**WHAT TO DO**
Return every line of the material below verbatim, with no alterations.

Stored data
---

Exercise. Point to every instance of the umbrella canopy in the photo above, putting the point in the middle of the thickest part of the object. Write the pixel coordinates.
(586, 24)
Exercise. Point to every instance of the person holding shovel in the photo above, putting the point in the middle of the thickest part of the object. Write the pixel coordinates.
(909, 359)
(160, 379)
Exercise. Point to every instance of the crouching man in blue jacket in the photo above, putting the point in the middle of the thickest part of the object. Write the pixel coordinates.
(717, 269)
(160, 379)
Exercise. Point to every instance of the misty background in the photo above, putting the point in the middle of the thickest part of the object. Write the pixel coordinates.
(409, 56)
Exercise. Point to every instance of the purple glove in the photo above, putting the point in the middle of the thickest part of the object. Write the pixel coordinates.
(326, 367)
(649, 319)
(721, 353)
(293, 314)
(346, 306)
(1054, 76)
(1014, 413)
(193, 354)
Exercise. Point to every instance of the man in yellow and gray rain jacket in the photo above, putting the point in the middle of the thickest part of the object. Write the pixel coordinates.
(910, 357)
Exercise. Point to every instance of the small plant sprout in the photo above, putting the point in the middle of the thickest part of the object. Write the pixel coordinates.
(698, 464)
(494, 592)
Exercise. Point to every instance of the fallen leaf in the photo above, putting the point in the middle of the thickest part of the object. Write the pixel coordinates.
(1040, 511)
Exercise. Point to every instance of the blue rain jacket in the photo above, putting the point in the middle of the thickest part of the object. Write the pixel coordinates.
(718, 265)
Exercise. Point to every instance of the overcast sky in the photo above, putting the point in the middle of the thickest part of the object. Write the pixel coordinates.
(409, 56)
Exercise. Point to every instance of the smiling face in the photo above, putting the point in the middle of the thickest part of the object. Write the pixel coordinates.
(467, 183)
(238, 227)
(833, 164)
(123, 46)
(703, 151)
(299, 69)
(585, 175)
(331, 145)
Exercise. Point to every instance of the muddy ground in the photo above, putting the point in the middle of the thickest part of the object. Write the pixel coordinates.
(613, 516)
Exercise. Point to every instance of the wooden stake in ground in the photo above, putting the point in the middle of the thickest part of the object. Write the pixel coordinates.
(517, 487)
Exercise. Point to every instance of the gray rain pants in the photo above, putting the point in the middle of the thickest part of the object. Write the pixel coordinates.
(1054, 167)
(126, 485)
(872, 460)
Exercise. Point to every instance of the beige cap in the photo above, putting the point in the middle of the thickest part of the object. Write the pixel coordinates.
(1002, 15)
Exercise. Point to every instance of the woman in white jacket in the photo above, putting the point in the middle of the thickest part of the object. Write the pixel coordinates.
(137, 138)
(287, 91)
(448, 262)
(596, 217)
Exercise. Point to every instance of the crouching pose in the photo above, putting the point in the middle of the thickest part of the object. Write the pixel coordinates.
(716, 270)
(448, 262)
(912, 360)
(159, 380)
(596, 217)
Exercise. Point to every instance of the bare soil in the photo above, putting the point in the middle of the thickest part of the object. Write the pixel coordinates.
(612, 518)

---

**EXERCISE SOLUTION**
Exercise. Point to every instance of the umbrella canopy in the photo above, putting the point in the middle of the thickest part of the object. Write the pixel coordinates.
(586, 24)
Exercise. Point to every instance of the person holding shovel in the photo above, putting the point in the middle of the thickest part of the object. Write the pixel coordinates.
(909, 359)
(160, 379)
Exercise. Point to every instance of the crouching man in blue jacket in the photo above, putting the point in the middle of the thickest part of the object. Write the pixel coordinates.
(717, 269)
(160, 379)
Exercise. Point to every instance of the misty background in the photo above, putting the point in the middle of the thickest part of the object. Write the pixel coordinates.
(409, 56)
Exercise. Point to every instance of the purple glove in the photo above, putting the point in the middle of the thickest part of the object. Write the pixel coordinates.
(326, 367)
(649, 319)
(721, 353)
(293, 314)
(346, 306)
(1054, 76)
(1014, 413)
(193, 354)
Exercise. Point to every instance of the man in yellow and gray rain jacket in the photo above, putting the point in the middle of the thickest part of the object. Write the pixel coordinates.
(910, 357)
Exercise. Point to every instance of the small plant sprout in the photo above, putting the point in the middle of the thickest part of the object. Write the pixel coordinates.
(698, 464)
(494, 592)
Exercise. Point to every instance of the fallen leaf in the photo above, putting the point in the middle of the thickest part of the object. Write the pixel coordinates.
(1040, 511)
Exercise. Point to every instance of the blue rain jacket in the photo above, putting the point in the middle of the thickest part of the object. Write the pixel coordinates.
(718, 265)
Exercise. Point to every instance of the overcast sky in the photo above, putting the point in the middle of the thickest part of the object. Write the pixel coordinates.
(409, 56)
Exercise. Point to every instance of the smiling face in the photo above, putting the point in the middle of the thickest part of the object. Write the pixel coordinates.
(467, 183)
(238, 227)
(833, 164)
(123, 46)
(703, 151)
(299, 69)
(585, 175)
(331, 145)
Exercise. Point to every instance of the muddy ground in the photo above, putting the point in the middle of the thickest part of the object. Write the pixel coordinates.
(613, 516)
Exercise. Point to every instance of the wooden stake in ground in the photo above, putting the point in the middle of the thickest part of the object. Write the pixel coordinates.
(517, 487)
Exercise. Point to every instance of the gray rain pants in the photo above, putting the point in the middle of the thickest part of the object. Write the pixel coordinates.
(1054, 167)
(126, 485)
(872, 460)
Exercise. Point to every instance of the beige cap in the photo above, putting the point in the middle of the thickest part of the object. Write the pixel coordinates.
(1002, 15)
Exercise. Point to every instance of the woman in white jacket in the photo above, putting the point in the middle of the thickest part of the object. Write the pixel coordinates.
(137, 138)
(287, 91)
(448, 262)
(596, 217)
Exercise. Point to every instance of the crouching pose in the photo above, putting the point in the middle of the thickest part of the object. Write the pixel coordinates.
(716, 270)
(448, 262)
(912, 360)
(159, 380)
(596, 217)
Exercise. Point to every instance of the bare soil in the photo above, putting the point in the middle of the thickest part of the object. Write the pixel coordinates.
(612, 518)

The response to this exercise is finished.